| Request 1 |
In the trial report below, list every date that includes a month name.

| Source document |
************
A former British soldier accused of escaping from prison made contact with Iranian security forces before contacting MI6 to say he wanted to work as a “double agent”, his trial has heard.

Daniel Khalife, 23, is accused of collecting secret information and passing it to “agents of Iran”.

He told police he had made contact with the Islamic Revolutionary Guard Corps, but later said he had intended to sell himself to the UK security agencies, the jury was told.

The former soldier contacted MI6 in 2019, claiming he wanted to work as a “double agent” for the service, the court heard.

After his arrest, Khalife is alleged to have escaped from HMP Wandsworth in south London while on remand, by strapping himself to the underside of a food delivery lorry on September 6 2023.

Khalife may have begun to think about espionage as early as March 2019, the opening of his trial at Woolwich Crown Court heard.

In September 2018, two weeks before his 17th birthday, he joined the British Army as a junior soldier, completing a 23-week course at the Army Foundation College, at Harrogate in North Yorkshire, jurors heard.

Khalife, who was brought up in Kingston, south London, by his Iranian mother, decided to join the Royal Corps of Signals which provides communications, IT and cyber support, the court was told.

Before moving to Blandford Forum, in Dorset, for his specialist training in 2019, Khalife underwent and passed security clearance, giving him access to secret information, the trial heard.

The soldier completed his year-long course in early 2020, and was posted to the 16th Signal Regiment in Stafford, the jury was told.

In April 2019, he created a contact with the +98 dialling code for Iran from the UK, his trial was told.

When interviewed by police in January 2022, the soldier said he made contact with a well-known individual connected to the Islamic Revolutionary Guard Corps, the court heard.
************
| Material for the task |

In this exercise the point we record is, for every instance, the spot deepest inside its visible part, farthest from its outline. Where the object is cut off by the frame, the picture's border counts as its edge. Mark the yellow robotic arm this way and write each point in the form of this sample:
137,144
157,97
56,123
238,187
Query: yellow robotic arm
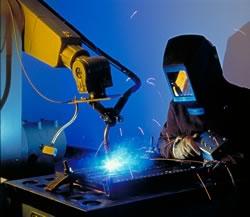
47,38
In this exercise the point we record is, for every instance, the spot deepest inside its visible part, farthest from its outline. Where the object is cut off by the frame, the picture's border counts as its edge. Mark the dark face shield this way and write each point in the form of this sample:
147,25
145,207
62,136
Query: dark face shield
179,82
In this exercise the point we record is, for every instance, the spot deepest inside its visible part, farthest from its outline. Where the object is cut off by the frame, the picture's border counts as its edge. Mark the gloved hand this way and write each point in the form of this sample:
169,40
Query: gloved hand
185,148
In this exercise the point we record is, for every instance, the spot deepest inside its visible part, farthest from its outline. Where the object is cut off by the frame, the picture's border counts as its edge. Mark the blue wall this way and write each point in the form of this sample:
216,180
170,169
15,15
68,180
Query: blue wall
134,32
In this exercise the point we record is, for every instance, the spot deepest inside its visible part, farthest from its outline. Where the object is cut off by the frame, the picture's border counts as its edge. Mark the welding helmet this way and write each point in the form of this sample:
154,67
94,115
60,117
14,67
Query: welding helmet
193,71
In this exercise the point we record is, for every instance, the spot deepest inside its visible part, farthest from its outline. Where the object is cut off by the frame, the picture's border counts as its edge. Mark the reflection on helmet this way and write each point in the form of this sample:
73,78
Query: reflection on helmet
179,83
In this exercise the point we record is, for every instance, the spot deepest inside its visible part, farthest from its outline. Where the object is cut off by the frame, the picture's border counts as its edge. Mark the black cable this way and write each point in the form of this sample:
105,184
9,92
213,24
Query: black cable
8,62
6,92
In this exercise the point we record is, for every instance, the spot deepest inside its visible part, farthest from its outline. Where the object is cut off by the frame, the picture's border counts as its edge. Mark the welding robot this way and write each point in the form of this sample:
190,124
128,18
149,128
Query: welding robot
31,26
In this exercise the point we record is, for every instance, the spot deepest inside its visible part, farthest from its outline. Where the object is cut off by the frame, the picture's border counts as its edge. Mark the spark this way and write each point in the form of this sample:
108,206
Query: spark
99,148
113,164
130,171
151,81
134,13
157,122
238,30
141,130
120,129
160,95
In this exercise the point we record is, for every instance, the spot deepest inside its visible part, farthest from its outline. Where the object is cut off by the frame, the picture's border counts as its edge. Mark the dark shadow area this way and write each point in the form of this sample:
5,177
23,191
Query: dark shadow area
236,64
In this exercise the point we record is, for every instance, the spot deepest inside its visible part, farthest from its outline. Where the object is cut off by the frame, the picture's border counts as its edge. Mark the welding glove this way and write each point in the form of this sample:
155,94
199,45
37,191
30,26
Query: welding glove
186,147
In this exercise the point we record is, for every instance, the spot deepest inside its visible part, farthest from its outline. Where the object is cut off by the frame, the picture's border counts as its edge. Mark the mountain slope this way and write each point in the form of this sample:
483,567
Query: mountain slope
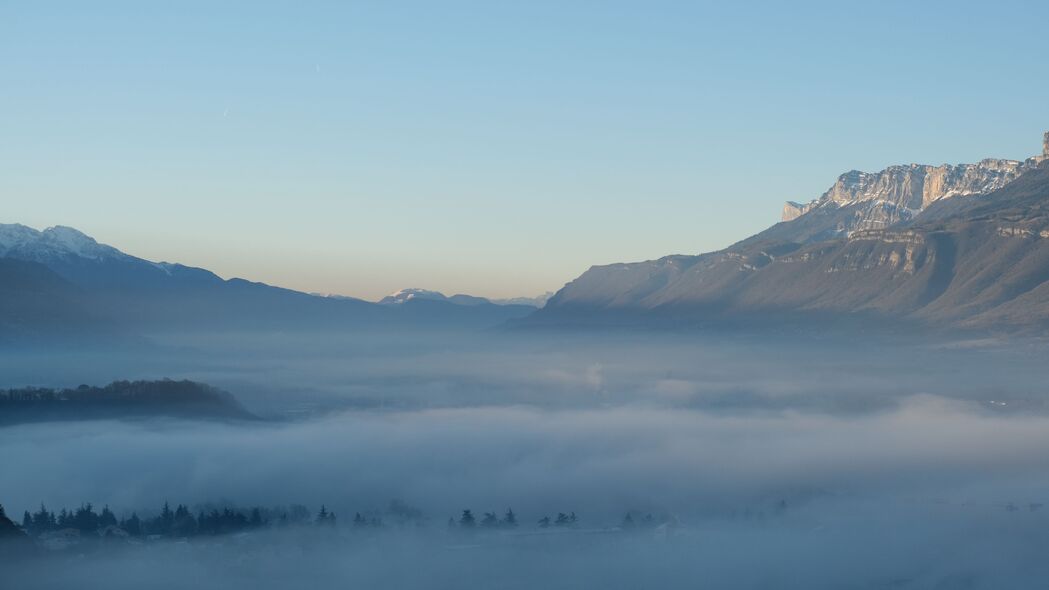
148,296
982,262
38,306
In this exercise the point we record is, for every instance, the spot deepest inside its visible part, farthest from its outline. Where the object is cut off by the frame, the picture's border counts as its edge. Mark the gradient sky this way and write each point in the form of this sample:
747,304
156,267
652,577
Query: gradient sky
495,148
************
| Request 2 |
Select every line of the records above that contains the string "reflection". Case counts.

| Worked solution 1 |
- September 6 2023
- March 2019
- September 2018
- April 2019
- January 2022

| Worked solution 2 |
In this exercise the point we record is, for every instance, the spot deepest inside its visible part, farthest from its outline. Where the object is cut off by the frame, the picture's border counts as its edge. Mark the reflection on helmet this way and write each point in the form of this sample:
Query: reflection on helmet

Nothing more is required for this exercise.